[GIVEN RECORDS]:
+ + +
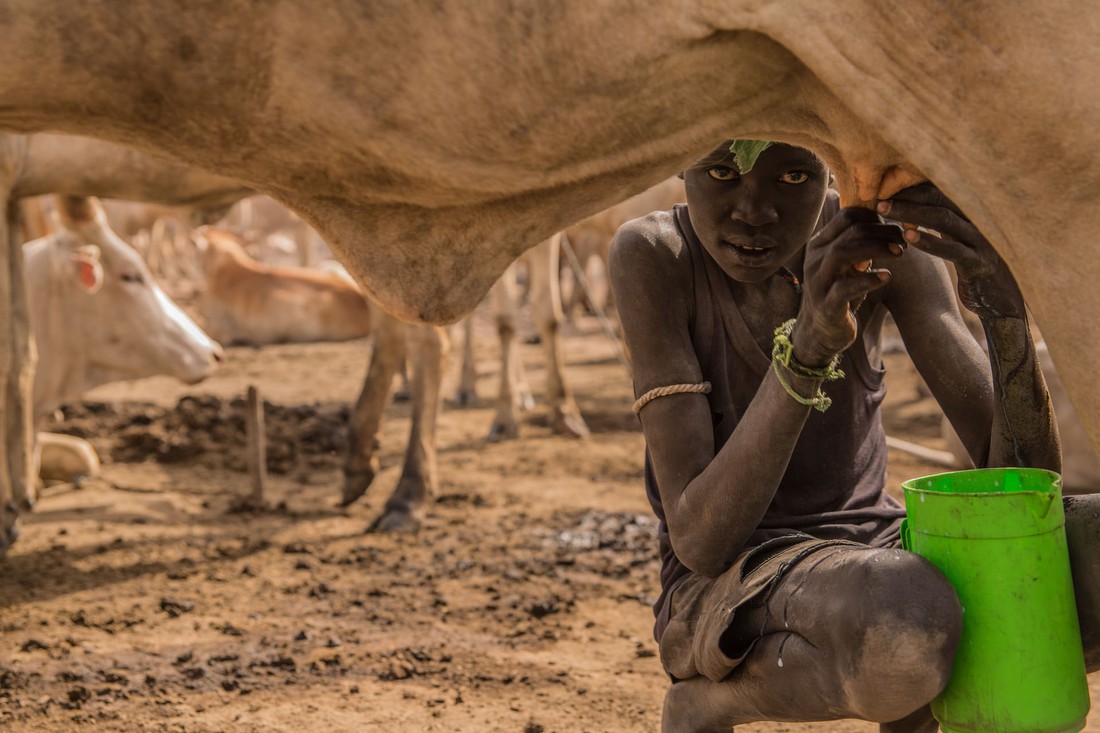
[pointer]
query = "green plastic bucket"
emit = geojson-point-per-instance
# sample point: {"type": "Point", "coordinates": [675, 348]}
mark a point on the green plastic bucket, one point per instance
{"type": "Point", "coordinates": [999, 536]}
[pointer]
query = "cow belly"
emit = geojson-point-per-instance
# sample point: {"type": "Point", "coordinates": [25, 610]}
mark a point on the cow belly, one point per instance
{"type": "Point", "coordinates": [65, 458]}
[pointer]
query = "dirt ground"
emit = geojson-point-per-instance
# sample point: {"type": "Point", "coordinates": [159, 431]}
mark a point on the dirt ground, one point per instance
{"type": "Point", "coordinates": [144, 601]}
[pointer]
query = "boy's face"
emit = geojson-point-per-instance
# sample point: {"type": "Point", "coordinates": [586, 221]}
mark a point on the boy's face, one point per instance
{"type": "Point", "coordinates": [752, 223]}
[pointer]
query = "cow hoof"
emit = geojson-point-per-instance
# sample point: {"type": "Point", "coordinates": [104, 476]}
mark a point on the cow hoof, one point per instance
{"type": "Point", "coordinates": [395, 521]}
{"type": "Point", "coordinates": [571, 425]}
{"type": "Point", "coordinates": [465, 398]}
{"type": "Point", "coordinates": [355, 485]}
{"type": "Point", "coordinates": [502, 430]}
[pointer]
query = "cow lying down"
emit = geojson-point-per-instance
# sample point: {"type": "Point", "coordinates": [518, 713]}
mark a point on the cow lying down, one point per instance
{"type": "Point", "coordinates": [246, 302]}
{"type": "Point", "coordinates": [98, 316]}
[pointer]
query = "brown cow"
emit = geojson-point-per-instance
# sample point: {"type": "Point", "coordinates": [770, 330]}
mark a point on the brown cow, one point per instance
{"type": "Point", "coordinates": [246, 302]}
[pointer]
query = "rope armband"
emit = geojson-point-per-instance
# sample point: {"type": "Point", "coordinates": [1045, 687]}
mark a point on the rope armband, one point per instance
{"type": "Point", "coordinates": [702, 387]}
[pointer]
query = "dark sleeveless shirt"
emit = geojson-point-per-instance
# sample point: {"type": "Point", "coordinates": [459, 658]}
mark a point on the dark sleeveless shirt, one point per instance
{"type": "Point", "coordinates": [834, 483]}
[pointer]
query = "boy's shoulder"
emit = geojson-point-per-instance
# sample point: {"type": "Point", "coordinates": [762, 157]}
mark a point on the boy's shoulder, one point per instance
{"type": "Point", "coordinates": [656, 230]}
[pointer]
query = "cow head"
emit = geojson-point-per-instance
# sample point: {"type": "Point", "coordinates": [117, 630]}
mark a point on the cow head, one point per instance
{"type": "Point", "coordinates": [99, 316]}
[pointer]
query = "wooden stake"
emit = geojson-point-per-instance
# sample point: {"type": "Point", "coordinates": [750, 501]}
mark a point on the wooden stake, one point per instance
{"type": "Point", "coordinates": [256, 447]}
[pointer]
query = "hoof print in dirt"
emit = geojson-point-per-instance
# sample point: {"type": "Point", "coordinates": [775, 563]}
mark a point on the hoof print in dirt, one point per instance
+ + +
[REQUIRED TASK]: Copy the material shown above in full and exactly. Skip the pictures.

[CORRECT OUTPUT]:
[pointer]
query = "green plastic bucket"
emit = geojson-point-per-instance
# sample point: {"type": "Point", "coordinates": [675, 348]}
mark a point on the green plastic bucket, one point per instance
{"type": "Point", "coordinates": [999, 536]}
[pointer]
query = "cow belly"
emit = geojson-point-per-instance
# sample point: {"type": "Point", "coordinates": [25, 610]}
mark a point on the cow belly, one point per instance
{"type": "Point", "coordinates": [65, 458]}
[pointer]
query = "dirt ground"
emit = geojson-point-per-instance
# sample point: {"type": "Point", "coordinates": [159, 431]}
mark a point on the dirt ground, one point per instance
{"type": "Point", "coordinates": [144, 601]}
[pointer]
query = "boy's face"
emit = geojson-point-per-instance
# sample point: {"type": "Point", "coordinates": [586, 221]}
mark a point on the boy's face, one point per instance
{"type": "Point", "coordinates": [752, 223]}
[pointer]
query = "cow hoof"
emit = geojson-point-per-instance
# sample point: {"type": "Point", "coordinates": [104, 476]}
mark a point on the cow hoof, one point per instance
{"type": "Point", "coordinates": [395, 521]}
{"type": "Point", "coordinates": [571, 425]}
{"type": "Point", "coordinates": [465, 398]}
{"type": "Point", "coordinates": [355, 485]}
{"type": "Point", "coordinates": [502, 430]}
[pointer]
query = "cow lying down"
emit = geojson-point-per-instance
# sample point: {"type": "Point", "coordinates": [518, 713]}
mark a point on the cow lying down, one point per instance
{"type": "Point", "coordinates": [246, 302]}
{"type": "Point", "coordinates": [98, 316]}
[pointer]
query = "brown cow"
emit = geojson-point-per-instance
# sample point: {"type": "Point", "coordinates": [770, 330]}
mark a point on the brown cow, one point per instance
{"type": "Point", "coordinates": [246, 302]}
[pointer]
query = "rope armband"
emit = geojson-point-per-instance
# sample point: {"type": "Point", "coordinates": [1045, 687]}
mark a point on the rope armband, one point per instance
{"type": "Point", "coordinates": [702, 387]}
[pointer]
query = "dark sleeveless shirt"
emit = geojson-point-per-instance
# sample point: {"type": "Point", "coordinates": [459, 658]}
mark a point on the dark sleeveless shirt, one point per instance
{"type": "Point", "coordinates": [834, 483]}
[pointer]
query = "boy's shoulder"
emit = geojson-point-per-instance
# sample point: {"type": "Point", "coordinates": [762, 157]}
mark a point on the boy's shoulder, one point per instance
{"type": "Point", "coordinates": [656, 230]}
[pointer]
query = "cow head"
emit = geojson-point-per-instance
# sample point: {"type": "Point", "coordinates": [117, 630]}
mark a point on the cow head, one point per instance
{"type": "Point", "coordinates": [99, 316]}
[pointer]
query = "wooden stake"
emit = geojson-point-per-instance
# sample point: {"type": "Point", "coordinates": [750, 501]}
mark a point on the wooden stake, one point per instance
{"type": "Point", "coordinates": [256, 447]}
[pointer]
query = "hoof print in dirt"
emit = geojson-point-per-instance
# sample point: {"type": "Point", "coordinates": [775, 563]}
mark a point on the hoof print in dirt, one point per instance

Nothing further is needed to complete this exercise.